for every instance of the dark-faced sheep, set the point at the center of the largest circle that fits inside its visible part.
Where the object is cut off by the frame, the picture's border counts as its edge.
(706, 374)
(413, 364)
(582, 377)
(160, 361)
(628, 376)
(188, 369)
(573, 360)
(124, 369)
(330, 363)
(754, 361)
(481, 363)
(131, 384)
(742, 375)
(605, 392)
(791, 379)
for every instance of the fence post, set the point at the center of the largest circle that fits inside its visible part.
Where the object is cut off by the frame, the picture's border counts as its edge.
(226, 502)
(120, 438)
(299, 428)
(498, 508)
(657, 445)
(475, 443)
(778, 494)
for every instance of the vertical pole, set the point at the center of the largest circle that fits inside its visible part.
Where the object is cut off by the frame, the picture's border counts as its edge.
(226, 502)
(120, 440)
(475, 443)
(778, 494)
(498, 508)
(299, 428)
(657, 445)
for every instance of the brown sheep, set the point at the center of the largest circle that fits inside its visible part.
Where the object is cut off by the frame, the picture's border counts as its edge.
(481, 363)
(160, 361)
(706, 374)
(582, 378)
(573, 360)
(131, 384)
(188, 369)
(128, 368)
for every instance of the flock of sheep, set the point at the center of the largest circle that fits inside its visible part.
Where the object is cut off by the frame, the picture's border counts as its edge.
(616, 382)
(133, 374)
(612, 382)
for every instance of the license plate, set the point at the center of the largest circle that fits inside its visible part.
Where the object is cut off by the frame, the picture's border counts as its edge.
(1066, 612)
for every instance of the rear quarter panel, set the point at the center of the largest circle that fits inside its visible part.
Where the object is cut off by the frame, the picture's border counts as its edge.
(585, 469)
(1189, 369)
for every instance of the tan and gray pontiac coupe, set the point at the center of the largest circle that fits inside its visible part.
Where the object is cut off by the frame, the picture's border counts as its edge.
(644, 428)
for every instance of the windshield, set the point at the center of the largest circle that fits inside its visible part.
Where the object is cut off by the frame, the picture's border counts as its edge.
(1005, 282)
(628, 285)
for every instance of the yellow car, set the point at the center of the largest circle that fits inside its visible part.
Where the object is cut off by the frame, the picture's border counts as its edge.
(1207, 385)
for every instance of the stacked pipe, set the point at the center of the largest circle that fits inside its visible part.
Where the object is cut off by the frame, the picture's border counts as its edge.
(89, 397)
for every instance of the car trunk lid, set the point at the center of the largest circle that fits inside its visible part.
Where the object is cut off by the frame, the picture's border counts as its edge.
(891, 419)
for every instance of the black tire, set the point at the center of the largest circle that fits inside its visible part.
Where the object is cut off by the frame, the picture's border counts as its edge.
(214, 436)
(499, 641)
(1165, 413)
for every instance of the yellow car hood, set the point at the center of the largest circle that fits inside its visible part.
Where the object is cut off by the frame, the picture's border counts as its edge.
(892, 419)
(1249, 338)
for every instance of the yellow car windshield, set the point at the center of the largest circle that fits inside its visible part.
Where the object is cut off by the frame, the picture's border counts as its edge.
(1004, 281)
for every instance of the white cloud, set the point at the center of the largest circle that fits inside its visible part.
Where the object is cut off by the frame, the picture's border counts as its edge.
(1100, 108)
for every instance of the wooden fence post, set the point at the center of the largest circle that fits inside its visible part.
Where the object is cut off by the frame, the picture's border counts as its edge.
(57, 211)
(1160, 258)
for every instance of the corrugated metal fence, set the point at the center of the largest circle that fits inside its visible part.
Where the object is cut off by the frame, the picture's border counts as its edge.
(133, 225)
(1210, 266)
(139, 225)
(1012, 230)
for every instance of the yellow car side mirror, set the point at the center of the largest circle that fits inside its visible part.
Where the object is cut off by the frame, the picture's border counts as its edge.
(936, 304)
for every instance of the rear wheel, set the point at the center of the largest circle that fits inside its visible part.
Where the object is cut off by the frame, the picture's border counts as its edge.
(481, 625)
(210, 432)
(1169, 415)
------------------------------------
* **DO THIS**: Quote each line above in full, word for word.

* **ANSWER IN FULL**:
for every instance of the dark-faced sheep, set the point at the center of the largest circle that fits inside its visible part.
Where the object is cut off by the frame, the picture's border counts as its edge.
(706, 374)
(413, 364)
(582, 377)
(160, 361)
(628, 376)
(188, 369)
(573, 360)
(124, 369)
(330, 363)
(754, 361)
(481, 363)
(131, 384)
(742, 375)
(605, 392)
(791, 379)
for every instance of the fence post, set the point at the center of the largest circle that fits inside its visible part.
Where the object is cut off by the frame, the picture's border counts as its edge.
(226, 502)
(120, 438)
(299, 428)
(498, 508)
(657, 445)
(475, 443)
(778, 494)
for every instance of the vertical pole, set the point at the center of the largest circle that fits inside its visible part.
Where the object is cut off by the frame, the picture's border counts as its edge.
(226, 502)
(120, 440)
(475, 443)
(778, 494)
(498, 508)
(299, 428)
(657, 445)
for every instance of the brown sheep, set the point at the center of the largest circle that fits inside its visible part.
Where the object is cut off by the frame, the picture's border counts as its edge.
(481, 363)
(160, 361)
(706, 374)
(582, 378)
(573, 360)
(131, 384)
(188, 369)
(128, 368)
for every instance of the flock of sheep, set the point at the center of the largest circle that fits inside its visible part.
Where the object is cut off by the frame, the picture's border counts as its edge.
(616, 382)
(133, 374)
(612, 382)
for every instance of the license plate, set the point at the center of the largest circle that fits inside its visible part.
Where the object is cut off by the frame, the picture's border counts as its edge.
(1066, 612)
for every instance of the rear quarter panel, set the point at the center of the largest circle that fits inside its visible part.
Where the object is cut off by the frame, the picture's border counts as its edge.
(585, 469)
(1189, 369)
for every instance of the tan and gray pontiac coupe, set the point at the center of the largest circle that fits inside its visible part.
Where the object is cut off by the frame, the picture's border counts as its edge.
(644, 428)
for every instance of the windshield, set the point at the center of the largest circle that fits inside its visible part.
Where the object is cut off by the frame, the picture's border counts as its edge.
(1005, 282)
(628, 285)
for every instance of the yellow car, set the point at the center of the largest circle that fits inside its visible part.
Where the object is cut off by the frame, the picture's border counts as its edge.
(1207, 385)
for every instance of the stacked pipe, set the point at the center of the largest circle that fits inside its visible part.
Where the object is cut off by the frame, the picture's border counts as its edge.
(89, 397)
for every instance of the car trunk lid, set the point at the center of the largest circle that fits inside its visible part.
Where the object is cut off by the frame, the picture's border counts as its edge.
(891, 419)
for every instance of the black tire, set the point at the center of the largest circle that fits inside its visible part.
Where the object is cut off by the frame, the picture's border counts as its edge.
(214, 436)
(499, 641)
(1165, 413)
for every instance of the yellow car hood, set the point at the center of the largest circle that fits inside its visible part.
Where the object is cut off by the frame, the picture's border counts as its edge.
(892, 419)
(1249, 338)
for every instance of the yellow car windshield, set the point at the center of the largest circle that fits inside its visible part.
Where the object is cut off by the frame, the picture's border counts as its edge.
(1004, 281)
for every instance of the white cloud, set the point at the center of the largest circle that fits inside its visible part.
Where the object is cut off by the frame, the picture's border counts as its edge.
(1100, 108)
for every instance of the wooden fence post, set the point at the center of the largest circle that fits inside its visible part.
Where the object is cut off by the frame, the picture's border counts as its edge.
(57, 211)
(1160, 258)
for every instance of the corrugated metal fence, set the point at the center of the largest circle that fits inside its visible part.
Where the object is cut off by the frame, the picture's border counts as its edge.
(133, 225)
(1210, 266)
(139, 225)
(1012, 230)
for every instance of the yellow car side mirror, set the point at the center of the largest circle that fits inside its visible part.
Where the object is cut off by the frame, the picture's border counts as its edge.
(936, 304)
for every instance of the rear wheel, set the point at the center of the largest circle that fits inside its visible part.
Where the object is cut off by the frame, the picture's border counts as its edge.
(481, 625)
(210, 432)
(1169, 415)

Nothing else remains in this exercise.